● WHAT THE TASK REQUIRES
Copy the records below verbatim, starting at the line that contains "of the golden" and continuing through the end of the records. Leave the pictures out of your copy.

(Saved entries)
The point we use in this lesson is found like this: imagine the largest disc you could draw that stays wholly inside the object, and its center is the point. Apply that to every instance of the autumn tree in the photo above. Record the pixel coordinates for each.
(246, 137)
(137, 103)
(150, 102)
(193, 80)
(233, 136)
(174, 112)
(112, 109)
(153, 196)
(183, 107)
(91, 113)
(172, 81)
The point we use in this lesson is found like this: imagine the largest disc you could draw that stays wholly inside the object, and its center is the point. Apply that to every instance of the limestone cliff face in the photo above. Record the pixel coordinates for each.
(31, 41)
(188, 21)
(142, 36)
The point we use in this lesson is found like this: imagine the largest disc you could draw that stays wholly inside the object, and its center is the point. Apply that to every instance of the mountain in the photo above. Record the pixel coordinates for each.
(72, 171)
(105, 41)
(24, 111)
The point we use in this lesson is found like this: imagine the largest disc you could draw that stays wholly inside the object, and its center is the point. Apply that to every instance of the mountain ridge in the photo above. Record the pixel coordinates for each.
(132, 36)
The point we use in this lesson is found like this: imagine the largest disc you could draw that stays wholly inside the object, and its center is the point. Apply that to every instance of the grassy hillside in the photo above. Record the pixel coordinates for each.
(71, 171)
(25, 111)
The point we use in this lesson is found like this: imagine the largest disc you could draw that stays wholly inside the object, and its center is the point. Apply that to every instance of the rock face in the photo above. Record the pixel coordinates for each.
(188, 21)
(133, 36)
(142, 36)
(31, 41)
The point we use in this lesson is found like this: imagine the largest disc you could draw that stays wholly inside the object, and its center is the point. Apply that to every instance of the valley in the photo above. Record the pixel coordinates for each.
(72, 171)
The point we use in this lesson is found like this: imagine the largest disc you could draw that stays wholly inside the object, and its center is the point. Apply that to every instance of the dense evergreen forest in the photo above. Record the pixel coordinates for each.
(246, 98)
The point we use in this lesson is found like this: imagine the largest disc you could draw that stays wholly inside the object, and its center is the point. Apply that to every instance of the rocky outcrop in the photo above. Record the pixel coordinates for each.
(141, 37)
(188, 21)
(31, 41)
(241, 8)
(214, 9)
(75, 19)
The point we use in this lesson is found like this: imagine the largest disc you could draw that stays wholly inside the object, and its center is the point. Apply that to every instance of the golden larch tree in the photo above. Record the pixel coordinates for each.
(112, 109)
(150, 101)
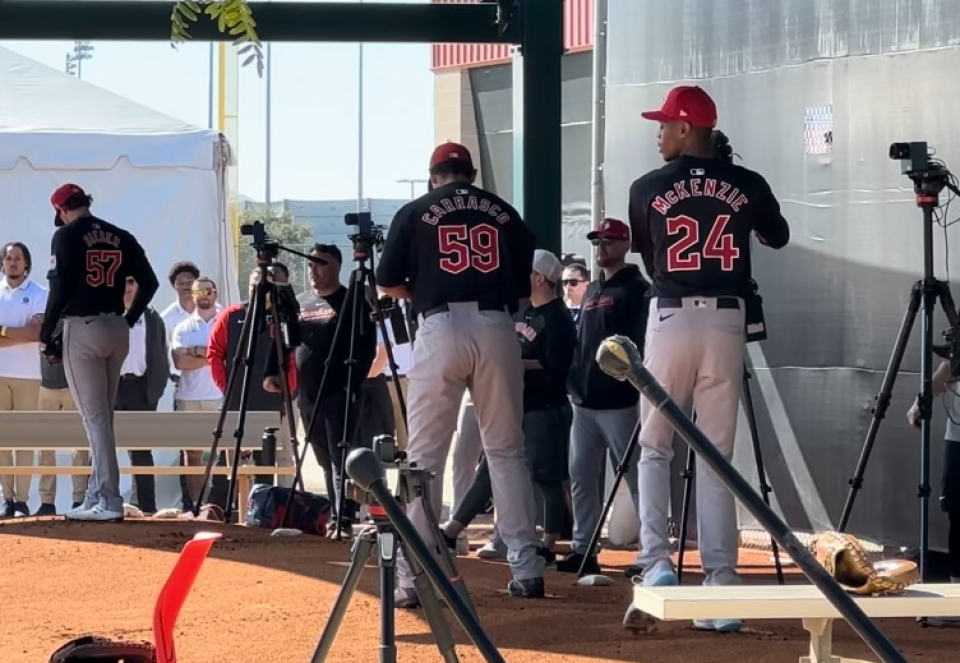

● FULL OUTPUT
The point we use in this lesson is found like this: imagine the largest disc you could draw that stays wholly inside the object, and its center is the point. Apply that to every instance of the golden larch tree in the photo above. Record the pixel coordinates for each.
(112, 109)
(150, 101)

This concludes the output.